● **PROBLEM DESCRIPTION**: All of the material below is to be restated word for word, apart from the pictures.

::: GIVEN ENTRIES

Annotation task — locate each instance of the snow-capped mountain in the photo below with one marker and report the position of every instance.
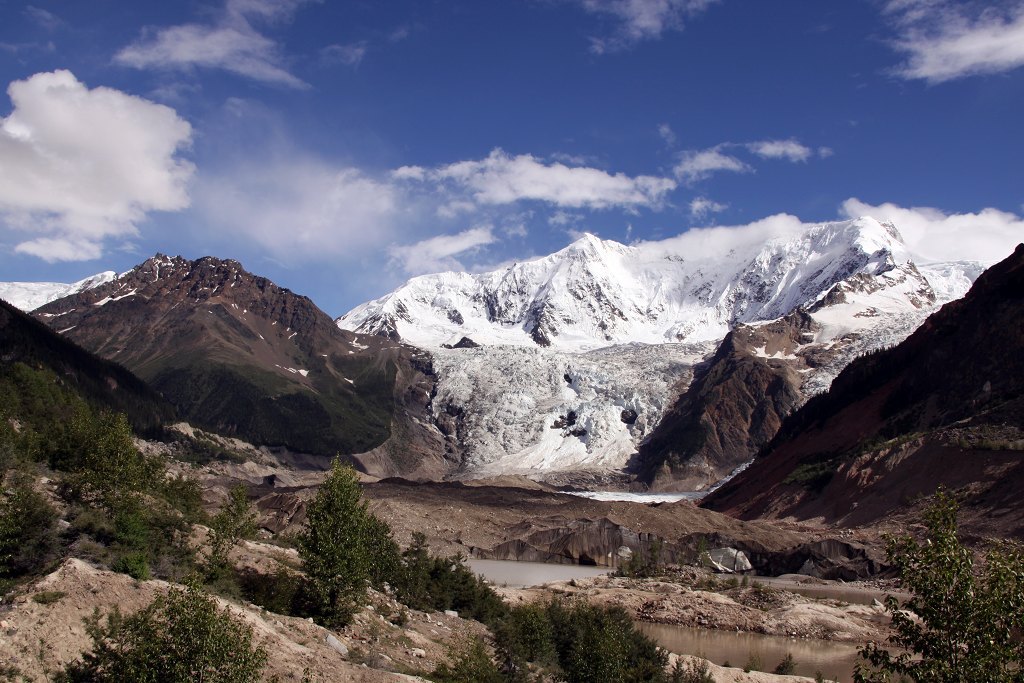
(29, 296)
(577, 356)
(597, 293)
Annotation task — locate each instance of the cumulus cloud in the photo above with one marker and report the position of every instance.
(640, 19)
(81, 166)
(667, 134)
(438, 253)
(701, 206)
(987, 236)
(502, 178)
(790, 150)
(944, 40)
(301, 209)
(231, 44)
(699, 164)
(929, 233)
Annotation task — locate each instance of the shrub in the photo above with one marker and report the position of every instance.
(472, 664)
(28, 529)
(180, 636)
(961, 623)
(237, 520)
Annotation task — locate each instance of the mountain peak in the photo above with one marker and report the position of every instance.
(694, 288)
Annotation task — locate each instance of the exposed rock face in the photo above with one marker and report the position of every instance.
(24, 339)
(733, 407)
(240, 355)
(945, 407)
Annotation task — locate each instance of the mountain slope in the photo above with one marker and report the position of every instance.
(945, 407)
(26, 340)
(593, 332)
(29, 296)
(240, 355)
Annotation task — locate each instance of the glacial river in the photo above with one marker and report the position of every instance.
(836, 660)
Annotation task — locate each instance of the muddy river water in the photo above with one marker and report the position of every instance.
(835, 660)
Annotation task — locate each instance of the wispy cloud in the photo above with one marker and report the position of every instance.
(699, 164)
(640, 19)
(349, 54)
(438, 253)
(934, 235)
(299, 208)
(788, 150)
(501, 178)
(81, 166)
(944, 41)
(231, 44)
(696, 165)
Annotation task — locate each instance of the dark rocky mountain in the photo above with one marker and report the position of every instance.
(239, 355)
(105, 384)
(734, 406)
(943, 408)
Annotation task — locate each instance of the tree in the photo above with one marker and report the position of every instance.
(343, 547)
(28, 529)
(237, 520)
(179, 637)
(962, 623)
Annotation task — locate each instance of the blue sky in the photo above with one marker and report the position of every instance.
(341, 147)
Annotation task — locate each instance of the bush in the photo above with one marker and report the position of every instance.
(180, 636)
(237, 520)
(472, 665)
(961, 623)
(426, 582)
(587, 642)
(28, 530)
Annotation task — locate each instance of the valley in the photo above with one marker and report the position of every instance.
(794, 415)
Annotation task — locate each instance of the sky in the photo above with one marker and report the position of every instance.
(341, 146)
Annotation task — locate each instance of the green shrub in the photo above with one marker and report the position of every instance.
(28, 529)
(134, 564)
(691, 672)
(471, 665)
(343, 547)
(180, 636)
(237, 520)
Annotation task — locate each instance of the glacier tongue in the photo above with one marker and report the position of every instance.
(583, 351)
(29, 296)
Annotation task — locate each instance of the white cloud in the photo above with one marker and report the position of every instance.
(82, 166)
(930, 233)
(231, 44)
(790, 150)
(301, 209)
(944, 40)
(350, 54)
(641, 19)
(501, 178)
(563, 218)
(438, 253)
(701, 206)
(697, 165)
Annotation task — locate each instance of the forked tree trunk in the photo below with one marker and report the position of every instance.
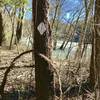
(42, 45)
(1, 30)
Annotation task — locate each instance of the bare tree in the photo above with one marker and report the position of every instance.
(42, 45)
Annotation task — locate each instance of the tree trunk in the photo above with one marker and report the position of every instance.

::::::

● **ANSWER FOR THIS EXERCISE**:
Annotation task — locate each instance of the snow-capped mountain in the photo below with one marker and report the position of every instance.
(29, 296)
(577, 356)
(597, 293)
Annotation task — locate each instance of the cumulus cloud in the photo above with one marker and report the position of every instance.
(640, 19)
(81, 166)
(667, 134)
(438, 253)
(701, 206)
(987, 236)
(502, 178)
(790, 150)
(944, 40)
(301, 209)
(231, 44)
(699, 164)
(929, 233)
Annotation task — locate each instance of the shrub in the photo above with one marker and report the position of every instance.
(472, 664)
(28, 529)
(180, 636)
(961, 623)
(237, 520)
Annotation task — locate each instance of the mountain peak in the photo above with one marker and report the position of every instance.
(694, 288)
Annotation task — locate each instance of the exposed rock face in the photo above with one marker and report the position of every instance.
(24, 339)
(733, 407)
(240, 355)
(945, 407)
Annotation task — locate each instance of the mountain slope in the photo above with one marker and report the position of every instance.
(945, 407)
(26, 340)
(593, 332)
(29, 296)
(240, 355)
Annotation task — locate each instance of the glacial river in the photo above with one marker and report the position of every instance.
(836, 660)
Annotation task — locate each instance of the muddy river water in the photo above with one marker and report the position of every instance.
(835, 660)
Annotation task — locate each instance of the wispy cloud in the photo above with one marker and report the position of every instance.
(699, 164)
(640, 19)
(349, 54)
(438, 253)
(934, 235)
(299, 208)
(788, 150)
(501, 178)
(81, 166)
(944, 41)
(231, 44)
(696, 165)
Annotation task — locate each instance of the dark rocky mountain in the photo above with one marker and report the position of every instance.
(239, 355)
(105, 384)
(734, 406)
(943, 408)
Annotation task — locate each instance of the tree in the photo above with one marker and report the position of every instance.
(343, 547)
(28, 529)
(237, 520)
(179, 637)
(962, 623)
Annotation task — locate each instance of the blue sky in the photo above with one marker and report the position of every instance.
(341, 147)
Annotation task — locate each instance of the bush in the photo above with one marker and report the position of every instance.
(180, 636)
(237, 520)
(472, 665)
(961, 623)
(426, 582)
(587, 642)
(28, 530)
Annotation task — locate each instance of the valley in the photo above with one marker and report the position of every instance.
(794, 415)
Annotation task — locate each instance of the sky in the photo above with one marker and report the position of every instance.
(341, 146)
Annotation task — locate each instance of the green shrub in the photo above with one marker and report the position of every instance.
(28, 529)
(134, 564)
(691, 672)
(471, 665)
(343, 547)
(180, 636)
(237, 520)
Annotation task — locate each instance of the glacier tongue in the photo above with one marker and report the position of every instance.
(583, 351)
(29, 296)
Annotation task — locate each instance of the white cloud in the photo above with one marker and report the position of every instance.
(82, 166)
(930, 233)
(231, 44)
(790, 150)
(301, 209)
(944, 40)
(350, 54)
(641, 19)
(501, 178)
(563, 218)
(438, 253)
(701, 206)
(697, 165)
Annotation task — locate each instance of the forked tree trunk in the photo below with one marker and report the position of every instance.
(42, 45)
(1, 30)
Annotation task — locate each instance of the bare tree in the photo above with one marker and report the position of every instance.
(42, 45)
Annotation task — locate each instance of the tree trunk in the photo above with one marker and report the position of every instance.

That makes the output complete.